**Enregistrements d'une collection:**
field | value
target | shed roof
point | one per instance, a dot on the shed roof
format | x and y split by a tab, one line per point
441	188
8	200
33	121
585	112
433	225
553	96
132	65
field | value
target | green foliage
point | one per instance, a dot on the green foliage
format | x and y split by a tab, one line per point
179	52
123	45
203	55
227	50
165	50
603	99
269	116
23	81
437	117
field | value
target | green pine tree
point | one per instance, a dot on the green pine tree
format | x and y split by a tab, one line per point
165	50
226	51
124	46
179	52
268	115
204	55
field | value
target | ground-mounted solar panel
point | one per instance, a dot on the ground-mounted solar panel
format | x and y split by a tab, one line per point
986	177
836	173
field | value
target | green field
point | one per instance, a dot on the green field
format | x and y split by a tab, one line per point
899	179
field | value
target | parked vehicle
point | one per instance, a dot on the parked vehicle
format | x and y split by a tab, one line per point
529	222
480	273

**CONSIGNES ET EXIGENCES:** Reprenez tout le matériel ci-dessus en mettant à l'échelle les coordonnées x et y des points : multipliez chacune par 0,45 et arrondissez-la à l'entier le plus proche, les demis vers le haut. Recopiez toutes les autres lignes sans les modifier.

**SOLUTION RÉDIGÉE:**
field | value
target | shed roof
point | one per instance, a dot on the shed roof
format | x and y split by a tab, one line per point
198	85
4	90
15	54
263	50
195	101
249	43
59	29
field | value
target | green foliage
point | one per instance, a dot on the green foliage
format | x and y split by a tab, one line per point
81	23
55	20
91	25
102	23
74	23
271	45
121	52
10	36
197	53
field | value
target | green pine tree
point | one per instance, a dot on the green pine tree
format | x and y split by a tab, one line per point
74	23
102	23
56	21
81	23
121	52
92	25
field | value
target | ground-mounted solar panel
point | one per instance, a dot on the ground-mounted solar panel
format | x and y split by a tab, one line per point
444	80
376	78
field | value
target | green field
point | one per instance, a dot on the green field
format | x and y split by a tab, one line per point
405	81
field | value
target | parked vehicle
point | one per instance, a dot on the parked vehicle
format | x and y split by a tab, one line per point
238	100
216	123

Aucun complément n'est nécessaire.